__Extract provided__

# Re: VIC - Had enough of the wind now...



## TheFishinMusician (Feb 5, 2007)

.


----------



## TheFishinMusician (Feb 5, 2007)

Valley, Cobra, Stealth, Zegul.


----------



## matcoburn (Feb 6, 2009)

Great yarn Eric! 
(Bummer about your gear)
water looked clear....


----------



## Deefa (Dec 22, 2012)

Great read, sounds like some fun was had.


----------



## keza (Mar 6, 2007)

I have wind burn just from reading.
What the hell was that green thing ?


----------



## kayakone (Dec 7, 2010)

Thanks Eric.

Makes me want to dig out a sea kayak, load it up and go far and wide. Maybe after SWR.

trev


----------



## ArWeTherYet (Mar 25, 2007)

phenomenal! or should that be phenomenon....doesnt mater I cant pronounce either.

Havent seen TFM in a skirt before, interesting look.

Cant wait for the sequel of Mr happy meets the Predator.

Bugger losing your GPS, hope you have saved all those prime fishing marks on the puta.


----------



## Dubbzy (Jan 12, 2013)

Great pics in the report , wow is all i can say. Thanks for going to that effort. well done


----------



## TheFishinMusician (Feb 5, 2007)

What's scary is when he makes that clicking sound!


----------



## yakgear (Mar 3, 2012)

great read...


----------



## Ado (Mar 31, 2008)

eric said:


> A bit of trivia here.


 :lol: That deserves a spot in the forum quotes of the year.


----------



## keza (Mar 6, 2007)

At least he took a few hobie paddles, it's not like he was being unrealistic.


----------



## Ado (Mar 31, 2008)

Predator, OR .....










Great write-up Eric, as usual. You are the Seinfeld of AKFF, conjuring half on hour of entertainment ... about nothing.
Sorry to hear about the GPS though. At least you can take comfort that IT knows EXACTLY where it is.


----------



## TheFishinMusician (Feb 5, 2007)

Eric & I got together today over a cuppa & built a frankengps out of a pair of lowrance h2o's. one had a smashed screen, the other had the battery compartment eaten by salt. 
You should have seen the smiles when I rubbed 2 AA batteries together, yelled "clear", pushed the power button & that screen lit up! 

Eric said I shouldn't play god, but I just couldn't help myself.


----------



## Kenza (May 28, 2011)

Really nice read. Allowed me to relive a great outing.. and many first times for me. Cheers (I think in the future I will have lunch before having cider... that was me actually passing out before I could get the tent up.. had a good 45 min snooze)


----------



## burgerzoid (Aug 14, 2012)

Willyweather should replace the Pt Welshpool page with a single line of text: BLOWING ITS RING OUT


----------



## Ado (Mar 31, 2008)

You've never mentioned Rohypnol before Eric. That would explain the lack of fish.


----------



## Deefa (Dec 22, 2012)

__Set of tasks__
a: In the forum thread, restate the passage that begins at the words "Sorry to hear" and stops after "screen lit up!", changing "screen" to "display".
b: Lay out the lines of the listing as a Markdown table with a Row column holding each line's number and a Line column holding its text, leaving out blank lines. Begin at the line that contains "[trace] woman in zebra print top" and stop after the last line of the listing.

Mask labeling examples
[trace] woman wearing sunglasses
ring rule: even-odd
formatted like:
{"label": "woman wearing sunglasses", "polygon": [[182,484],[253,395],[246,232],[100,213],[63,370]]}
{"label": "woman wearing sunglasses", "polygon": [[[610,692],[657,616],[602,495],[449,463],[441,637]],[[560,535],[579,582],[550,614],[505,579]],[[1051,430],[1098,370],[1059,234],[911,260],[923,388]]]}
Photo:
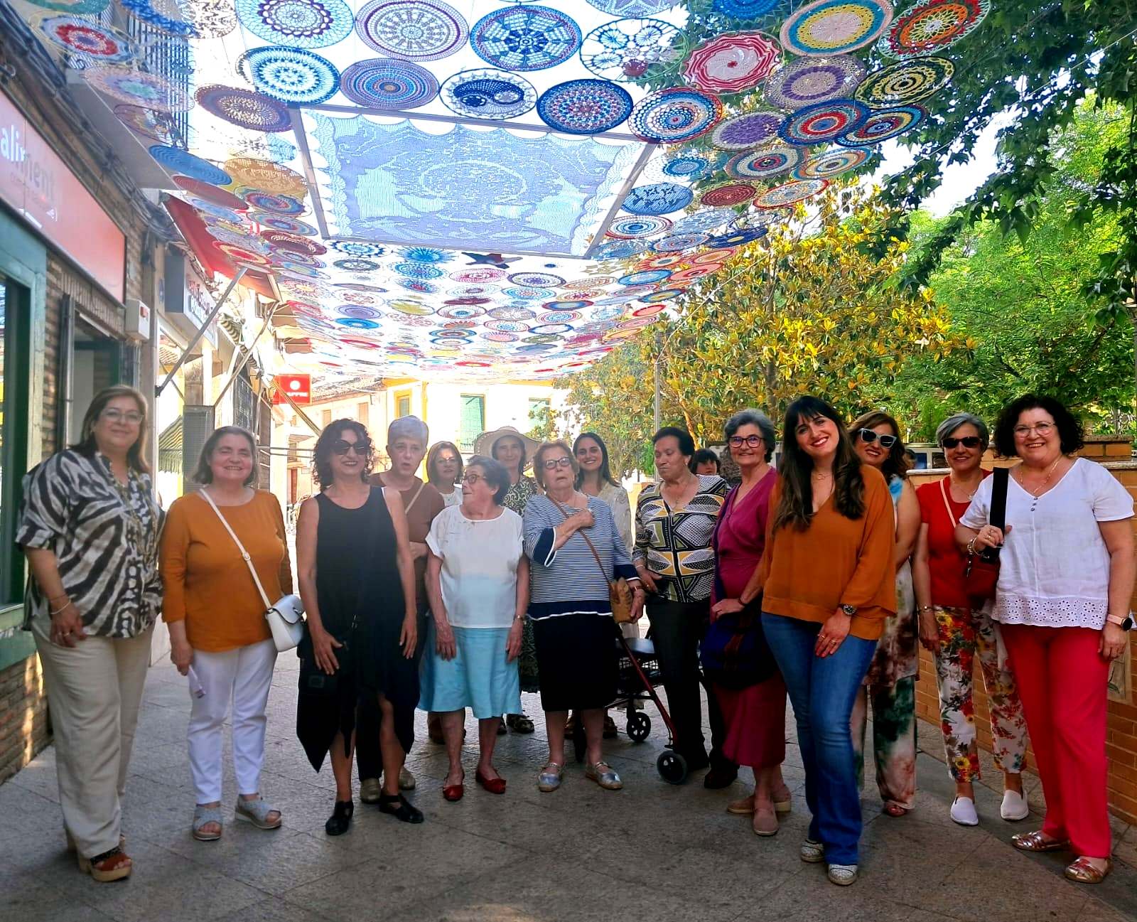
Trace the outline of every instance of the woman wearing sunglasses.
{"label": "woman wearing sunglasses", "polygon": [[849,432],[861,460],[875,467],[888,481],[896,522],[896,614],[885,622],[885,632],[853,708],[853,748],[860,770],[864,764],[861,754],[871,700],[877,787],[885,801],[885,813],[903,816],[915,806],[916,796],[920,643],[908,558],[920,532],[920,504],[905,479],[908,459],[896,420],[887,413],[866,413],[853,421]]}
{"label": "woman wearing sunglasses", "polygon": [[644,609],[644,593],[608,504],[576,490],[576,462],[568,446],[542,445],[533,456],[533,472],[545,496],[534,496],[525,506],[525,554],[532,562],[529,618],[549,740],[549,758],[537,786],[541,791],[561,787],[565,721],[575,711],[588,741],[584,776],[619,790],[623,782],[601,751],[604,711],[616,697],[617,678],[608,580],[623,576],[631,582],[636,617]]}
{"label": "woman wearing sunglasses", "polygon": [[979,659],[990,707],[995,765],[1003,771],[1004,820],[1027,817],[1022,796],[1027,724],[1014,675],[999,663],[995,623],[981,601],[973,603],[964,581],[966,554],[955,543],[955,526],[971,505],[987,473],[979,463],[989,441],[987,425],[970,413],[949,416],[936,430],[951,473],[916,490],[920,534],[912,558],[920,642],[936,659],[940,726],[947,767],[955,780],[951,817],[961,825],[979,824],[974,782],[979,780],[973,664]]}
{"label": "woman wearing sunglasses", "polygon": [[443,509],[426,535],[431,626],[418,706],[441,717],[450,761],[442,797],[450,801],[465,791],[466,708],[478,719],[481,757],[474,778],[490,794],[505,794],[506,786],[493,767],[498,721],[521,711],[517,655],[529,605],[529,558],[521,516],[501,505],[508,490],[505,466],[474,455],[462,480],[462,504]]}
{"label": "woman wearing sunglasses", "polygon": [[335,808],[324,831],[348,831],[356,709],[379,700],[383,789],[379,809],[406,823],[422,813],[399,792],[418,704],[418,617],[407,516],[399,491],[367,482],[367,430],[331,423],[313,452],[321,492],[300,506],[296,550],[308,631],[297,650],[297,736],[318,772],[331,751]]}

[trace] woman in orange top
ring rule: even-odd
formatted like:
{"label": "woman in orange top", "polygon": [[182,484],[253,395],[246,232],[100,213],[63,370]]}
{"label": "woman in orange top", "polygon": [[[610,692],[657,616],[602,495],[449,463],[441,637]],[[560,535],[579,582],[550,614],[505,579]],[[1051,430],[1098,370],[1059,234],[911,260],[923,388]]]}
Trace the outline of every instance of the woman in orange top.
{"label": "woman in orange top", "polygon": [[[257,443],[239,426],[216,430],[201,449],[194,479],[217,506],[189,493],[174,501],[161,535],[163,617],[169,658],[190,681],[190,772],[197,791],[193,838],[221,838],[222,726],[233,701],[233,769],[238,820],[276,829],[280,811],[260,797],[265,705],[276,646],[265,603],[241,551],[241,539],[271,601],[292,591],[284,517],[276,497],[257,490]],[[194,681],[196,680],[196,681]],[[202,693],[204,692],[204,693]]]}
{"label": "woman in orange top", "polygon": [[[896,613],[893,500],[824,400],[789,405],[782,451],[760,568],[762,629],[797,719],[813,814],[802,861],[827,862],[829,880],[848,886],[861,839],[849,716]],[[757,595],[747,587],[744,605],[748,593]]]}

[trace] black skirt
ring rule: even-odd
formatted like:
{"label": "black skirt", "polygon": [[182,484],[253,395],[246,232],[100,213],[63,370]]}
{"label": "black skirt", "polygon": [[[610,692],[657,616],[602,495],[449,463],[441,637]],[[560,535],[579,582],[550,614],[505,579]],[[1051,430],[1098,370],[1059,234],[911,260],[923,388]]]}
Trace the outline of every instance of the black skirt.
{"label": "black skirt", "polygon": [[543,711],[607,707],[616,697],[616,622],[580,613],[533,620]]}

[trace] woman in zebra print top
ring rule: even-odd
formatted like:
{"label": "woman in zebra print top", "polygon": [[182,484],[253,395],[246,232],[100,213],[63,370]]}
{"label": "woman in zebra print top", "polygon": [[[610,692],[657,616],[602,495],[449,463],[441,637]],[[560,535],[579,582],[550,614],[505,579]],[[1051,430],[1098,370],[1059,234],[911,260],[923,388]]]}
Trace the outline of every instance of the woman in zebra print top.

__Solutions per task__
a:
Sorry to hear about the GPS though. At least you can take comfort that IT knows EXACTLY where it is.


----------



## TheFishinMusician (Feb 5, 2007)

Eric & I got together today over a cuppa & built a frankengps out of a pair of lowrance h2o's. one had a smashed display, the other had the battery compartment eaten by salt. 
You should have seen the smiles when I rubbed 2 AA batteries together, yelled "clear", pushed the power button & that display lit up!

b:
| Row | Line |
|---|---|
| 1 | [trace] woman in zebra print top |
| 2 | ring rule: even-odd |
| 3 | formatted like: |
| 4 | {"label": "woman in zebra print top", "polygon": [[182,484],[253,395],[246,232],[100,213],[63,370]]} |
| 5 | {"label": "woman in zebra print top", "polygon": [[[610,692],[657,616],[602,495],[449,463],[441,637]],[[560,535],[579,582],[550,614],[505,579]],[[1051,430],[1098,370],[1059,234],[911,260],[923,388]]]} |
| 6 | Trace the outline of every instance of the woman in zebra print top. |